Collection entries

-- Opening Marker --

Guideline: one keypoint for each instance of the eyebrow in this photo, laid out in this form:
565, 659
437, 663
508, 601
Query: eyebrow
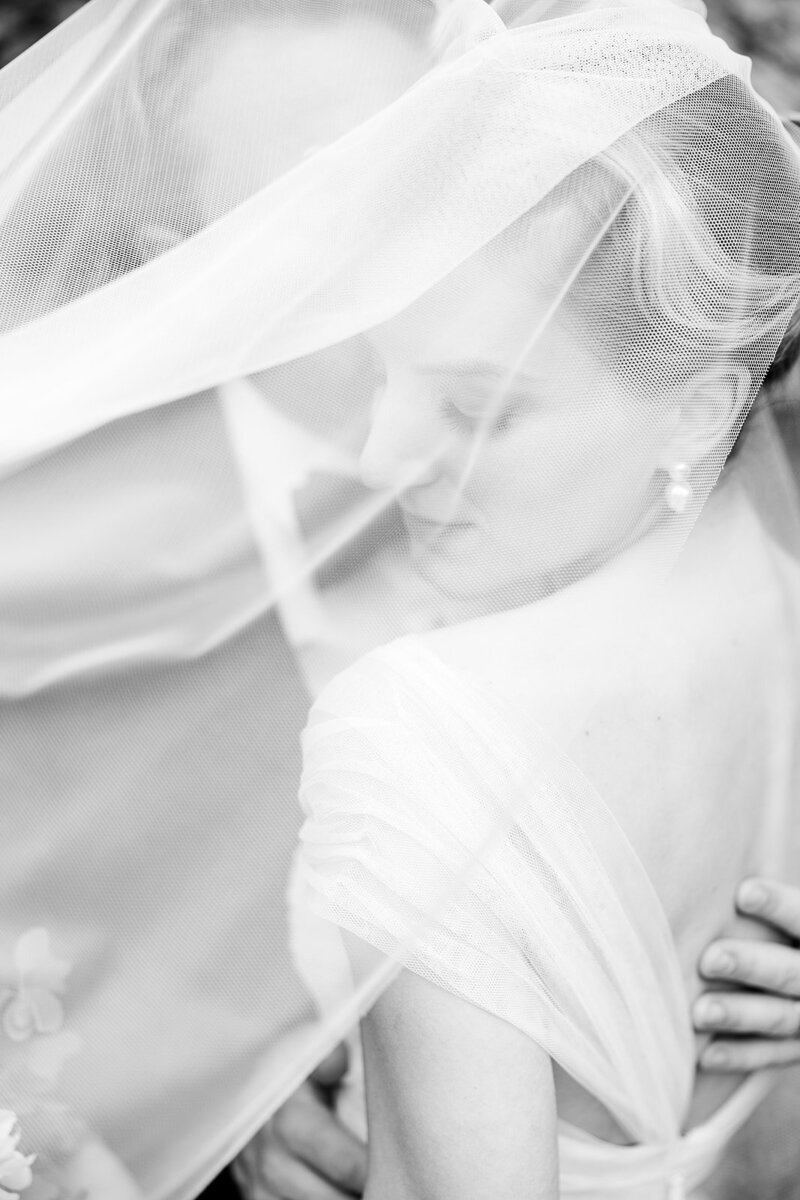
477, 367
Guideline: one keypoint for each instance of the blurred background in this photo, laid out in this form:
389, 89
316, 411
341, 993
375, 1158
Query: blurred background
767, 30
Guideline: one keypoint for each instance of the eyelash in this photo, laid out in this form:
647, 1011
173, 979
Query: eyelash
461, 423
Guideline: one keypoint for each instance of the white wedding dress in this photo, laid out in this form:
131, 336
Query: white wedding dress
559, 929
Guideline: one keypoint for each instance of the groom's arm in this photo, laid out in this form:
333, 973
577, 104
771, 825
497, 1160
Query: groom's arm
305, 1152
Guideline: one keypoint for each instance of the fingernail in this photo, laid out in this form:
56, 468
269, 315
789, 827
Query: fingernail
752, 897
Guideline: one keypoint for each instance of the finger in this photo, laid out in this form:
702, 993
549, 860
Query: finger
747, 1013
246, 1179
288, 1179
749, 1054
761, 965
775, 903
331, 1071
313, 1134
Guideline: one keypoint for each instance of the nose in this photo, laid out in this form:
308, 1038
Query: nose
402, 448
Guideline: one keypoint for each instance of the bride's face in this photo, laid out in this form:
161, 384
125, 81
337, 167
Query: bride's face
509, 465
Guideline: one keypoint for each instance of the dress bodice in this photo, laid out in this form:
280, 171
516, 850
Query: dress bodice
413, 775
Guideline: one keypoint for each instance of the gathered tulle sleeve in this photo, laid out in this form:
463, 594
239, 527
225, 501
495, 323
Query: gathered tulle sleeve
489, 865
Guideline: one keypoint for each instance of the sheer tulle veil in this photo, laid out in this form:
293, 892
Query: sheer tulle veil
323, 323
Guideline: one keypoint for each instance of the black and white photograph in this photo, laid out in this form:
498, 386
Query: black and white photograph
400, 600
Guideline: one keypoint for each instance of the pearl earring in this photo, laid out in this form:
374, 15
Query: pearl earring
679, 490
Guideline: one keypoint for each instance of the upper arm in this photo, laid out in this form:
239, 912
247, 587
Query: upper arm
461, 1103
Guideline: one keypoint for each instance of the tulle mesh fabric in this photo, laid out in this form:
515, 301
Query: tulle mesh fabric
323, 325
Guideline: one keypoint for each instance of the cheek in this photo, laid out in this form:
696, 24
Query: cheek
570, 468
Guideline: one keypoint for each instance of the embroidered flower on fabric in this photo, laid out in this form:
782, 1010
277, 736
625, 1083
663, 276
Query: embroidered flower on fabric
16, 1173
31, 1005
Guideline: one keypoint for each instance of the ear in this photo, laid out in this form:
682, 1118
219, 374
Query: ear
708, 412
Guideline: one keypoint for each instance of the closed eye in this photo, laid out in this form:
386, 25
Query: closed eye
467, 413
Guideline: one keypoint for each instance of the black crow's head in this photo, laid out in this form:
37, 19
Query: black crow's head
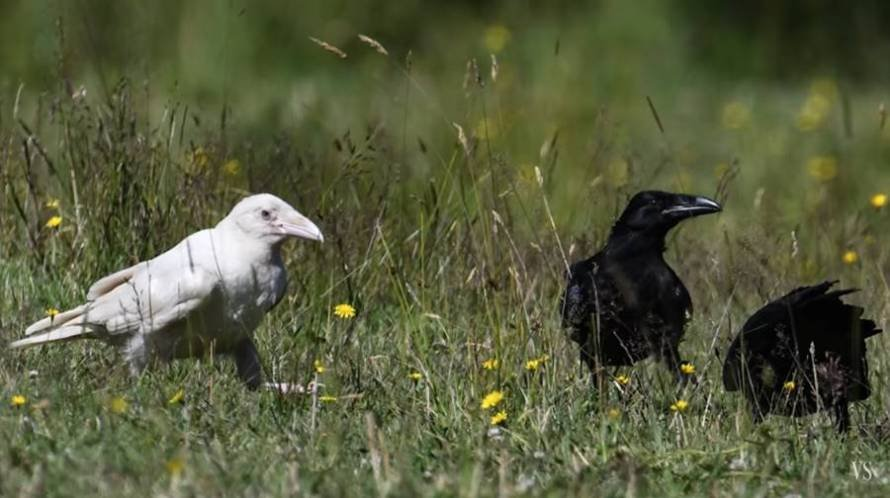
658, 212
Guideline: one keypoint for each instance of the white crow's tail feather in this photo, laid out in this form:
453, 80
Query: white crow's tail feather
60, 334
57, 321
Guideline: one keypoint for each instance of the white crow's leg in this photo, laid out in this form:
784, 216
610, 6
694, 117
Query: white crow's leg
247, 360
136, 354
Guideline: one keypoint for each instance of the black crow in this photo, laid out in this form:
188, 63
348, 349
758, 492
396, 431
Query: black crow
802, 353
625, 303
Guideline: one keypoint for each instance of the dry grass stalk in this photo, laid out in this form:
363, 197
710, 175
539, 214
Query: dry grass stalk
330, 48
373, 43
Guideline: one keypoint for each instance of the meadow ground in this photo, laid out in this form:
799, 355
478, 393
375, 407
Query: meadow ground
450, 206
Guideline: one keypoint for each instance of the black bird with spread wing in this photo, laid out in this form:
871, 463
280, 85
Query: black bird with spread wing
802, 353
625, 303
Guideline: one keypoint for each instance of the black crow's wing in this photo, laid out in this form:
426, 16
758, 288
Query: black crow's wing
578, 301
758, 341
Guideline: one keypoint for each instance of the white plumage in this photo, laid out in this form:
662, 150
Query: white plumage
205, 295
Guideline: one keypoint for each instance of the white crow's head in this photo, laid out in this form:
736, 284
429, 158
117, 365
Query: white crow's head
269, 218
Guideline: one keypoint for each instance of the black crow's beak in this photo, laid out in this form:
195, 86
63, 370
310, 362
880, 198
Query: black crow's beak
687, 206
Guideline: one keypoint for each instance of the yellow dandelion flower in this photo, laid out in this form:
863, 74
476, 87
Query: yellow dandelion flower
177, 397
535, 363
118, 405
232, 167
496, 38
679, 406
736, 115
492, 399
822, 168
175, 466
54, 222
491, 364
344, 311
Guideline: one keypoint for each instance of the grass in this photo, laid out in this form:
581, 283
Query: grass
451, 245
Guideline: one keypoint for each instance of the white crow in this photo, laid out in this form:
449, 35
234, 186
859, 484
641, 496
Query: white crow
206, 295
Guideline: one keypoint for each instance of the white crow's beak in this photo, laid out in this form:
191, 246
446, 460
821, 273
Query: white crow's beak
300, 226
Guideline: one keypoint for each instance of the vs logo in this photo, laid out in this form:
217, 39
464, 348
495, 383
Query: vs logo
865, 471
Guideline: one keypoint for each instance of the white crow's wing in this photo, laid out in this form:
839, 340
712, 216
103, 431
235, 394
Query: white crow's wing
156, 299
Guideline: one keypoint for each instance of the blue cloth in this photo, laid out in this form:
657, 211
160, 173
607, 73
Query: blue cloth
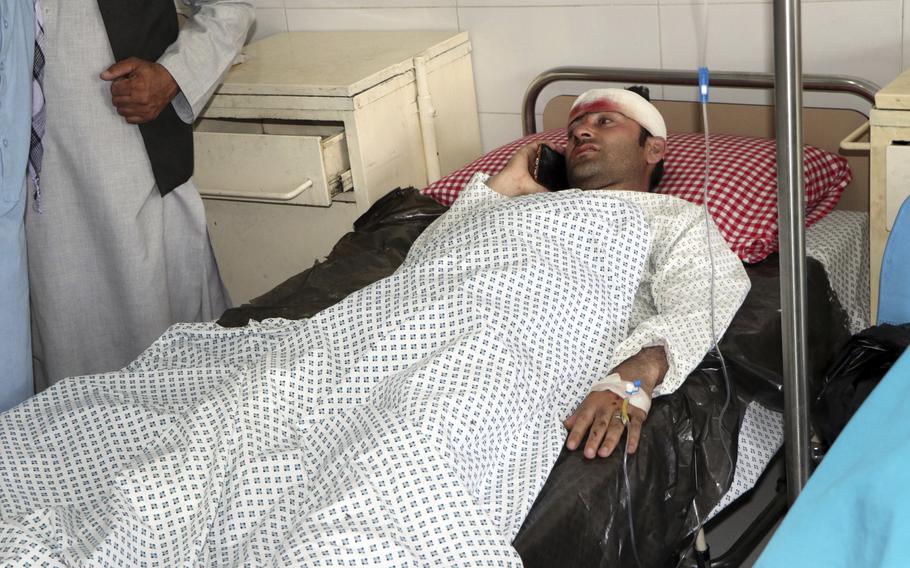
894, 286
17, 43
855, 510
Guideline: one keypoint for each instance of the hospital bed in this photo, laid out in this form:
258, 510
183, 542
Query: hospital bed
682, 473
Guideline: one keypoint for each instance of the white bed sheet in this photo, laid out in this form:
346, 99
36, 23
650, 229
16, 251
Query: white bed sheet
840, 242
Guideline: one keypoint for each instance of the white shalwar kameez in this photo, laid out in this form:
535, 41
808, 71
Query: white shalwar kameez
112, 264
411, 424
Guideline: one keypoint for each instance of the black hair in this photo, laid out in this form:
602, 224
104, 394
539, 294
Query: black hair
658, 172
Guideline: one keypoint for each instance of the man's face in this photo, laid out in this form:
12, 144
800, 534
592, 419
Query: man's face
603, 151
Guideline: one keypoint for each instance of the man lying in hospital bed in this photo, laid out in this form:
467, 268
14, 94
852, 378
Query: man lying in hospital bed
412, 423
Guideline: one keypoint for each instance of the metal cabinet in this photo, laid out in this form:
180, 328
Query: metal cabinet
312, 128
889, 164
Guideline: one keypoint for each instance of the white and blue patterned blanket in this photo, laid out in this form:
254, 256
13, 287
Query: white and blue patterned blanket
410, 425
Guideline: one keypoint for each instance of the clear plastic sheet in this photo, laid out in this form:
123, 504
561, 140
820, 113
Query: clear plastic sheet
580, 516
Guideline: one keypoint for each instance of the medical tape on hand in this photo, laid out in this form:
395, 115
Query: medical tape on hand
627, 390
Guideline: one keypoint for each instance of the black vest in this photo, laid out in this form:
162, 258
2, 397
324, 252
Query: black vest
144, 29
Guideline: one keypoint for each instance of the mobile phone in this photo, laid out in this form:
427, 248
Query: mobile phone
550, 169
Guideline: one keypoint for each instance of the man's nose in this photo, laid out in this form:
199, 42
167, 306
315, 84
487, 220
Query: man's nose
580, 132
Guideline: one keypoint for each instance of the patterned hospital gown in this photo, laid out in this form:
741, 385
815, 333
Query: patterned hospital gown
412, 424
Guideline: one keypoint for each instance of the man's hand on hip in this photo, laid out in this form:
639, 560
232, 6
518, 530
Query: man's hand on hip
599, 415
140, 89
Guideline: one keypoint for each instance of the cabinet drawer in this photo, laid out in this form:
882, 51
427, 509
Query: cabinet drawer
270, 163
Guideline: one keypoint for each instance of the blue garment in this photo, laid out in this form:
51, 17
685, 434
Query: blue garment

-- Closing Marker --

Where does the word "garment" appear in the records? Copy every line that holds it.

→ **Your response**
Guideline: one keypoint for each instance of the blue garment in this photo, laid out in this form:
Query: blue garment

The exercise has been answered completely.